>> BEGIN
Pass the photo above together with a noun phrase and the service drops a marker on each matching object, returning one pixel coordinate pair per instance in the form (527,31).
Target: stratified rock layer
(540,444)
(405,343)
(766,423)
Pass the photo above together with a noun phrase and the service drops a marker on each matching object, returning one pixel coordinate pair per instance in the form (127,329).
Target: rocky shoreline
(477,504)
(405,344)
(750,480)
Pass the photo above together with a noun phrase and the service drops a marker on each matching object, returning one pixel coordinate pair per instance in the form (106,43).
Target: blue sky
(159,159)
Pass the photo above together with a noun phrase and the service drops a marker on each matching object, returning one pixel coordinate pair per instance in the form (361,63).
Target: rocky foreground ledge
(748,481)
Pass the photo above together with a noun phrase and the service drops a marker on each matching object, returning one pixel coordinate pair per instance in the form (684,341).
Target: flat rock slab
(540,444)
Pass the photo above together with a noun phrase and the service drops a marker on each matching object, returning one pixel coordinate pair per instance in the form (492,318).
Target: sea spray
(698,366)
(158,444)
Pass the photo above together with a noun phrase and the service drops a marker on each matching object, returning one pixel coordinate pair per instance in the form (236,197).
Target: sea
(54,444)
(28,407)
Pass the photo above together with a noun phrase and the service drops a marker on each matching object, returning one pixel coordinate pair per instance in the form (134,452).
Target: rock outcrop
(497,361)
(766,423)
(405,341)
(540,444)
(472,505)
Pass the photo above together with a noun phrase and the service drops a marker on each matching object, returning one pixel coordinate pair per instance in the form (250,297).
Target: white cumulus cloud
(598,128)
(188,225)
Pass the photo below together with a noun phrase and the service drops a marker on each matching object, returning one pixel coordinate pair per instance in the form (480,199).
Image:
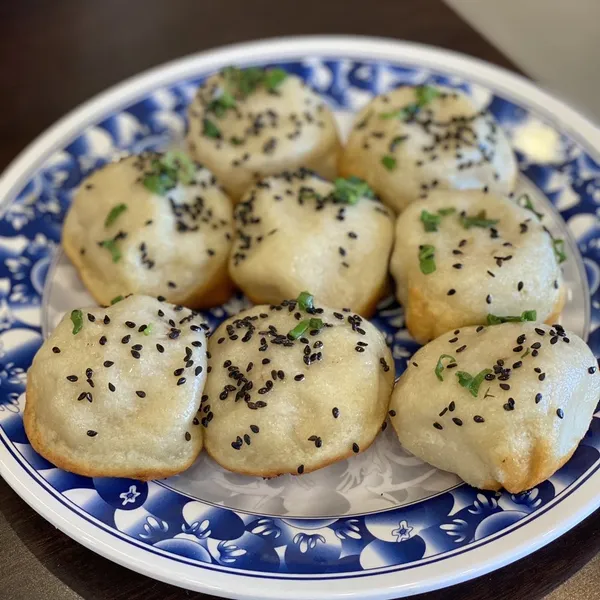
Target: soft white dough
(280,406)
(132,410)
(522,426)
(504,269)
(176,245)
(448,144)
(289,240)
(275,131)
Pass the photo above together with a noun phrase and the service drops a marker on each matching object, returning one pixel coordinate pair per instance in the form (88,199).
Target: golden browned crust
(270,474)
(37,442)
(425,324)
(211,293)
(525,472)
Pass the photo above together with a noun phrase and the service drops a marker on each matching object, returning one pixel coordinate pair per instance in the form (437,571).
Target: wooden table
(54,55)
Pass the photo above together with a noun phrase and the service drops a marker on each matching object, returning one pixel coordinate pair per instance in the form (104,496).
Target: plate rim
(579,503)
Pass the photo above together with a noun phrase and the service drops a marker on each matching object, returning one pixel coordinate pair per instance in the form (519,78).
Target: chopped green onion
(209,129)
(316,324)
(274,78)
(479,220)
(351,190)
(389,162)
(114,214)
(305,301)
(295,333)
(440,365)
(430,221)
(175,166)
(77,320)
(111,246)
(427,259)
(559,250)
(470,382)
(525,202)
(527,315)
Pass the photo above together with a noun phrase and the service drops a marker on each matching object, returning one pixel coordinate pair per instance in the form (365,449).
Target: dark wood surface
(53,56)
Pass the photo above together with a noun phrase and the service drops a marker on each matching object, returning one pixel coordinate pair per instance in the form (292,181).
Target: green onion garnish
(111,246)
(427,259)
(440,365)
(472,383)
(527,315)
(305,301)
(559,250)
(209,129)
(165,172)
(114,214)
(313,324)
(351,190)
(389,162)
(77,320)
(479,220)
(243,82)
(525,202)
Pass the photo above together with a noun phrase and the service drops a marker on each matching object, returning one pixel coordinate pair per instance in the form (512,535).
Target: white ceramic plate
(379,525)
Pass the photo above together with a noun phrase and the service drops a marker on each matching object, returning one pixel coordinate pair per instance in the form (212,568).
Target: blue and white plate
(381,524)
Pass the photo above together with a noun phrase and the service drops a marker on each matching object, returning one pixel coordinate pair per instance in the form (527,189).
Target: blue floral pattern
(162,519)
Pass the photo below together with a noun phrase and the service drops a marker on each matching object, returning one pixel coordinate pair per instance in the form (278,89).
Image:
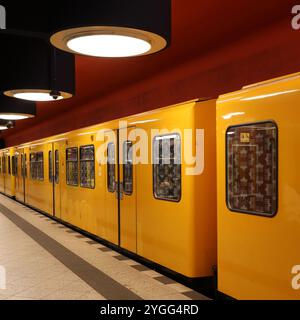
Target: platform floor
(44,260)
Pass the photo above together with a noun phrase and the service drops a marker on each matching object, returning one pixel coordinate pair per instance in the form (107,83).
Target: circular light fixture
(13,109)
(33,70)
(4,125)
(112,46)
(37,95)
(115,28)
(108,42)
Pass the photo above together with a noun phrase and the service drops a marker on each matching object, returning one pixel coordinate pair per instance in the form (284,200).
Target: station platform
(44,260)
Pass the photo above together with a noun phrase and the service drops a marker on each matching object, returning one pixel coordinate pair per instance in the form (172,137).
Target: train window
(87,167)
(72,166)
(14,160)
(22,165)
(167,167)
(128,168)
(37,166)
(25,166)
(252,156)
(9,165)
(56,166)
(4,165)
(111,167)
(50,165)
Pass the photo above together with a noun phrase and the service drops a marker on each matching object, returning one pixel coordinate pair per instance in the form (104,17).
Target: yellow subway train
(192,188)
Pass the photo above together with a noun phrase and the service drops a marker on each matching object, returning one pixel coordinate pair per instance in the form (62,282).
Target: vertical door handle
(119,190)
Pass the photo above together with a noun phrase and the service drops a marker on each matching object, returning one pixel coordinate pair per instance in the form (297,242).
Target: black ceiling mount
(15,107)
(31,64)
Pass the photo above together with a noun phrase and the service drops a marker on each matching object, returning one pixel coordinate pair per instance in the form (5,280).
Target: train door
(19,174)
(120,199)
(56,181)
(127,191)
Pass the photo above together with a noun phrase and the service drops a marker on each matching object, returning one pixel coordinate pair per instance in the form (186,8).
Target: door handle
(119,190)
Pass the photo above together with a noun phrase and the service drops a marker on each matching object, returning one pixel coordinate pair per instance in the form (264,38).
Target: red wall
(271,53)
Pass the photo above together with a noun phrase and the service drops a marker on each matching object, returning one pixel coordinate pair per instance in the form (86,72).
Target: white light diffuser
(109,45)
(36,96)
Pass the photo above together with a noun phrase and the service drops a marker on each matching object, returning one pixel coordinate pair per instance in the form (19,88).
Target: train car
(258,182)
(2,171)
(7,176)
(161,207)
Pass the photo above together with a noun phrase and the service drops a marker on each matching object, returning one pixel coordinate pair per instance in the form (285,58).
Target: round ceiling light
(113,29)
(4,125)
(13,109)
(111,46)
(36,95)
(33,70)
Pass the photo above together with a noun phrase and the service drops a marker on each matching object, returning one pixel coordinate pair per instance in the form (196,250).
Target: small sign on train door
(245,137)
(2,17)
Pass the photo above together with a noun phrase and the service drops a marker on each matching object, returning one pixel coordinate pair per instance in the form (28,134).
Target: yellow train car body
(7,177)
(258,190)
(117,202)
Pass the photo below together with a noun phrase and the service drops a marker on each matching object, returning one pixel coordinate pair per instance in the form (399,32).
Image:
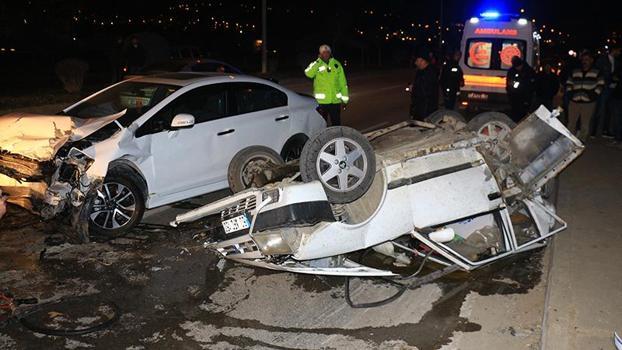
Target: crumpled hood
(39,136)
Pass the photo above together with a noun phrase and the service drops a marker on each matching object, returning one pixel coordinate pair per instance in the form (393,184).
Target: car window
(135,97)
(205,103)
(252,97)
(211,67)
(493,53)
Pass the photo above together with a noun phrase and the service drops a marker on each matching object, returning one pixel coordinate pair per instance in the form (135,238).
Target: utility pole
(440,32)
(264,38)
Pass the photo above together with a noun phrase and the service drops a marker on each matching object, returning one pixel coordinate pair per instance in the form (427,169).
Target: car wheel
(248,163)
(342,159)
(550,190)
(445,116)
(493,126)
(293,148)
(117,207)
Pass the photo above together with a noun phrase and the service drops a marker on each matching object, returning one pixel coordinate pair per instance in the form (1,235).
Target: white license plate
(237,223)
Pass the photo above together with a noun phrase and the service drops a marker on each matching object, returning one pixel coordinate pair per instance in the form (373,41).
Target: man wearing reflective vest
(330,87)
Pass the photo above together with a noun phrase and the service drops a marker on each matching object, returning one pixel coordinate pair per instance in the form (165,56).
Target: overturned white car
(461,197)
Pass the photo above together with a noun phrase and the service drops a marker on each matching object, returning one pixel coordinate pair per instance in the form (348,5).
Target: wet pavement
(171,293)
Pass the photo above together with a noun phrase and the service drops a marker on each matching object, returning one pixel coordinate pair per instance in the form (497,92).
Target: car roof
(188,78)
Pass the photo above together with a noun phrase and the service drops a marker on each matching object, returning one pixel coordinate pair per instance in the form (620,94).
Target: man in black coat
(520,86)
(424,89)
(452,79)
(547,86)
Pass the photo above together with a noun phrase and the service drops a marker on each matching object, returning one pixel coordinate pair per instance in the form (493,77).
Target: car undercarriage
(438,193)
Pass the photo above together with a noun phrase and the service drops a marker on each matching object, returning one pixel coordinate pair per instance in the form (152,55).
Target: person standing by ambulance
(584,86)
(520,84)
(452,80)
(330,87)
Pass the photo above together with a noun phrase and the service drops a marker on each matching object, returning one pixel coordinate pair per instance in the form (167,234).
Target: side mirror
(182,121)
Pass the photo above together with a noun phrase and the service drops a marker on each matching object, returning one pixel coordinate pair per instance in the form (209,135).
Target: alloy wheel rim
(114,206)
(342,165)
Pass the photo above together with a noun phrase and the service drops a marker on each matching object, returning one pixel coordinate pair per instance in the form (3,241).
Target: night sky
(35,34)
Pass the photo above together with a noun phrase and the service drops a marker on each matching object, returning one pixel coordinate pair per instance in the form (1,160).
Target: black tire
(495,126)
(440,115)
(550,191)
(249,162)
(359,172)
(483,119)
(113,193)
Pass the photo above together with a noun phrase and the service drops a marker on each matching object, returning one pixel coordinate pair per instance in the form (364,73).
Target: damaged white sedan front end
(449,196)
(40,168)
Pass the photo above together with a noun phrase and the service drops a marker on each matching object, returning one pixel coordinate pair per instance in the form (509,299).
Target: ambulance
(489,42)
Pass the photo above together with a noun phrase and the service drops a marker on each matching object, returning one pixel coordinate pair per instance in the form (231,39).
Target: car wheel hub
(114,206)
(342,164)
(497,132)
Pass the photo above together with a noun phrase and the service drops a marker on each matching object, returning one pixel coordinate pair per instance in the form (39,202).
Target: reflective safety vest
(329,81)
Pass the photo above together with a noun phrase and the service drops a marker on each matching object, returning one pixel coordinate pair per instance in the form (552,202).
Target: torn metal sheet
(39,137)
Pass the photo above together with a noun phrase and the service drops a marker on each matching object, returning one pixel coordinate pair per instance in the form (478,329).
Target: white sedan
(147,142)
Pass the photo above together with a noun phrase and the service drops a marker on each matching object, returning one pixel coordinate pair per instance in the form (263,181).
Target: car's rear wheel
(445,116)
(342,159)
(118,206)
(495,127)
(248,163)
>> END
STATED PROBLEM:
Every line from the line containing "the form (231,39)." to the last line of the material above must be repeated exactly, and no other line.

EXPECTED OUTPUT:
Pass the photo above together with a noun phrase and the service drops a marker on each matching object, returning one pixel coordinate pair per instance in the form (231,39).
Target: car wheel hub
(114,206)
(342,164)
(497,132)
Pass the photo above together with a noun phrase and the service drops a marker on each matching object, returning one pixel coordinate pair per instance in the form (39,202).
Target: reflective safety vest
(329,81)
Pass the photo above together with a noun phrase and the service drops a marker on each matching object, returning one pixel coordinate pair per instance in the form (552,202).
Target: torn metal sheet
(39,137)
Pass the photo above together with a noun phrase and the service drops a marker on each matching object, returning one pixel coordinate pair per instance in the form (478,329).
Target: white sedan
(147,142)
Pass the photo above together with a noun phrase and the service drops a marker on each matching object, returning one pixel coordinate pair per instance in the form (263,181).
Target: car's rear wheel
(445,116)
(342,159)
(118,206)
(495,127)
(248,163)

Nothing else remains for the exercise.